Khusus

Fatwa-fatwa Seputar Ramadhan

Para pembaca rahimakumullah, kita bersyukur kepada Allah karena kita masih diberi kesempatan untuk melaksanakan puasa Ramadhan khususnya dan ibadah yang lainnya. Semoga ibadah puasa kita dan ibadah-ibadah lainnya diterima di sisi-Nya, amin.

Pada edisi kali ini kami akan mengetengahkan kembali fatwa-fatwa ulama terkait puasa Ramadhan, semoga bermanfaat bagi kita semua.

 

  1. Masih bolehkah makan dan minum (bersahur) hingga menjelang waktu shubuh?

Pertanyaan: Di bulan Ramadhan yang penuh berkah ini beredar jadwal Imsakiyyah Ramadhan. Jadwal ini khusus berisi waktu-waktu shalat. Namun, dalam jadwal tersebut ditetapkan bahwa waktu imsak (menahan diri dari makan dan minum, -pen.) adalah 10 menit sebelum adzan shubuh. Apakah seperti ini memiliki dasar dalam ajaran Islam?

Jawaban: Saya tidak mengetahui adanya dalil tentang penetapan waktu imsak 10 menit sebelum adzan shubuh.
■ ■ ■
_TUJUAN A_: Menurut teks fatwa seputar Ramadhan, berapa menit sebelum adzan shubuh waktu imsak ditetapkan dalam jadwal Imsakiyyah Ramadhan?
_TUJUAN B_: Tuliskan ulang dengan tepat seluruh bagian teks fatwa seputar Ramadhan di atas, mulai dari "Fatwa-fatwa Seputar Ramadhan" turun sampai ke "menjelang waktu shubuh?".

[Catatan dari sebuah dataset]
■ ■ ■
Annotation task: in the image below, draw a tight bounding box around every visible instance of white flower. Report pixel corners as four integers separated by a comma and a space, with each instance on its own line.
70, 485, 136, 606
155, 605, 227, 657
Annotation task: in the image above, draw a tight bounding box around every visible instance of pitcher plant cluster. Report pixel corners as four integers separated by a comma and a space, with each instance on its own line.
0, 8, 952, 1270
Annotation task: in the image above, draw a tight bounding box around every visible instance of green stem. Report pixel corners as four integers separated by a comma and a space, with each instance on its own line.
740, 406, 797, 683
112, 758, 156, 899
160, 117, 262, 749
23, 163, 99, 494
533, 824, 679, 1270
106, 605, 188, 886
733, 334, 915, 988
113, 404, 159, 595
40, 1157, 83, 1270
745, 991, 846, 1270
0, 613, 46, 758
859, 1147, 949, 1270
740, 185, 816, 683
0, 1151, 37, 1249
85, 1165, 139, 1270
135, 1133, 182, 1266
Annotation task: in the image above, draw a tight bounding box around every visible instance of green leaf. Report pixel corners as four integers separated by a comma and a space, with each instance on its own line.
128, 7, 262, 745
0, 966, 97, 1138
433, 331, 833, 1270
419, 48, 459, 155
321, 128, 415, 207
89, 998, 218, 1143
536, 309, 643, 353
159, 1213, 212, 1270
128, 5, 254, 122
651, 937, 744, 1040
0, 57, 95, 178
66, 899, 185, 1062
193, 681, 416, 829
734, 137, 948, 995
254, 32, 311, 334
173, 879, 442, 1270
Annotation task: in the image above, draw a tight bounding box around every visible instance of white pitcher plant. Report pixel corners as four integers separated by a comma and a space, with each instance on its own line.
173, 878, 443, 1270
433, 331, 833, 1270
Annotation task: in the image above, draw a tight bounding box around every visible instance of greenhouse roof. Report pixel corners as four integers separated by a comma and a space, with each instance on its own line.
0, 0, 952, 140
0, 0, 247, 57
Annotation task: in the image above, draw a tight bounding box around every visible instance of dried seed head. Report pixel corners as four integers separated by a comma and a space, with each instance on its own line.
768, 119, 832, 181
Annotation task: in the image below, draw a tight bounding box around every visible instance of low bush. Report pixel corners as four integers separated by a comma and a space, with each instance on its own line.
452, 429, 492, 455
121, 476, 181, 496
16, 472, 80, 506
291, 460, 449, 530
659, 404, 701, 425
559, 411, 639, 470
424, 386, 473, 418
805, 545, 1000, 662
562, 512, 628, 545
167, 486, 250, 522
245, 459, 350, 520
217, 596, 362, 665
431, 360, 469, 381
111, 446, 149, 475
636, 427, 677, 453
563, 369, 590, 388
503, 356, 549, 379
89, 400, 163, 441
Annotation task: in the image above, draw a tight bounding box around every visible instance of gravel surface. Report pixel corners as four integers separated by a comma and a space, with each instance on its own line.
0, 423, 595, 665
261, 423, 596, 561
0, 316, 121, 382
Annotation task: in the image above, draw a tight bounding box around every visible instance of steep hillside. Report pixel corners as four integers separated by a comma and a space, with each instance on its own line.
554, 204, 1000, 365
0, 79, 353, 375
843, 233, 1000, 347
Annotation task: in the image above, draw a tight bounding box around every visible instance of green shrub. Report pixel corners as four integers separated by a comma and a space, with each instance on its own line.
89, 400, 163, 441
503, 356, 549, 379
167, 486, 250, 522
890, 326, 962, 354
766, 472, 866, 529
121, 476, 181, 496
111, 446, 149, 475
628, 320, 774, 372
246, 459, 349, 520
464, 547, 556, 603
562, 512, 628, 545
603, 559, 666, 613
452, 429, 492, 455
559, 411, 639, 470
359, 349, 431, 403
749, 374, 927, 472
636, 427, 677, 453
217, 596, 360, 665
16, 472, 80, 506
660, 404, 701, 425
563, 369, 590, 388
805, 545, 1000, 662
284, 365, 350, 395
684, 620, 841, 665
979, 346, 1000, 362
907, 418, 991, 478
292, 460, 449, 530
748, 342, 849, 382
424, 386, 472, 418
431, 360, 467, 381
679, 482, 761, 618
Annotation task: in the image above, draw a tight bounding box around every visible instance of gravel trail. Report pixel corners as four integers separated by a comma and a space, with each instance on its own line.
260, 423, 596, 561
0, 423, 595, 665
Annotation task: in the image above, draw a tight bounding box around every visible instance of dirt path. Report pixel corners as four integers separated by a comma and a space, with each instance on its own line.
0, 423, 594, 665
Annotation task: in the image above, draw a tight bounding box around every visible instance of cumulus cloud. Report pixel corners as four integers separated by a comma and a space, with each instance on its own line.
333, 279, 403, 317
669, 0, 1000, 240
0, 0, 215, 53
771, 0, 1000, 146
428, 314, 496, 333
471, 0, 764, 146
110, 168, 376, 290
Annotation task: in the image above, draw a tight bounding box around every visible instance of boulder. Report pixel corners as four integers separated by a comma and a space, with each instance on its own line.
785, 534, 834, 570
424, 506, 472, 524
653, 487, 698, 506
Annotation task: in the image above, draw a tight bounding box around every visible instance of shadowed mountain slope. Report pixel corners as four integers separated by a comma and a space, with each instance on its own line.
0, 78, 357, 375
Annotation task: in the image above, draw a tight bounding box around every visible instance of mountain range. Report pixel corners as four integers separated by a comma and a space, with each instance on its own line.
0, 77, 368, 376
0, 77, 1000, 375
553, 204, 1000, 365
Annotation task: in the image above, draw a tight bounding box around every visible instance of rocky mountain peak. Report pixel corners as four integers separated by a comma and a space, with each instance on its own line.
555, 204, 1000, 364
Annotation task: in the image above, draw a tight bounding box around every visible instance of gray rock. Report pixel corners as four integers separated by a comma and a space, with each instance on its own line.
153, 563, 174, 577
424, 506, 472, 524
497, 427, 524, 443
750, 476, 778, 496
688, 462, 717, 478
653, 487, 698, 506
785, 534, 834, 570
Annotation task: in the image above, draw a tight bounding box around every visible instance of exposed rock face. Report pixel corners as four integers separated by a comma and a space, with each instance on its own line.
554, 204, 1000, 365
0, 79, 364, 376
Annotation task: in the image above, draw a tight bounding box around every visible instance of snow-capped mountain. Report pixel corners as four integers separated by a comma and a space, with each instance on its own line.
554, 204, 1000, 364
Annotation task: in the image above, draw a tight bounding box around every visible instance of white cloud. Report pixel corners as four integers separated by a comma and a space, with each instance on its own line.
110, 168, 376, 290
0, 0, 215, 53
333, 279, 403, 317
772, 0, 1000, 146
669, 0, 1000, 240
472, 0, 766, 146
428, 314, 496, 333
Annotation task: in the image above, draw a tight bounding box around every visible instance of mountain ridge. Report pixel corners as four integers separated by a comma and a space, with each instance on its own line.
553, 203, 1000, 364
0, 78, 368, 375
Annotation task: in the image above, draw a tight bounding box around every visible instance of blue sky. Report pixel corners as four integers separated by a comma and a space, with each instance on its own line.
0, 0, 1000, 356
■ ■ ■
_JAWABAN BENAR A_: 10 menit sebelum adzan shubuh.

_JAWABAN BENAR B_:
Fatwa-fatwa Seputar Ramadhan

Para pembaca rahimakumullah, kita bersyukur kepada Allah karena kita masih diberi kesempatan untuk melaksanakan puasa Ramadhan khususnya dan ibadah yang lainnya. Semoga ibadah puasa kita dan ibadah-ibadah lainnya diterima di sisi-Nya, amin.

Pada edisi kali ini kami akan mengetengahkan kembali fatwa-fatwa ulama terkait puasa Ramadhan, semoga bermanfaat bagi kita semua.

 

  1. Masih bolehkah makan dan minum (bersahur) hingga menjelang waktu shubuh?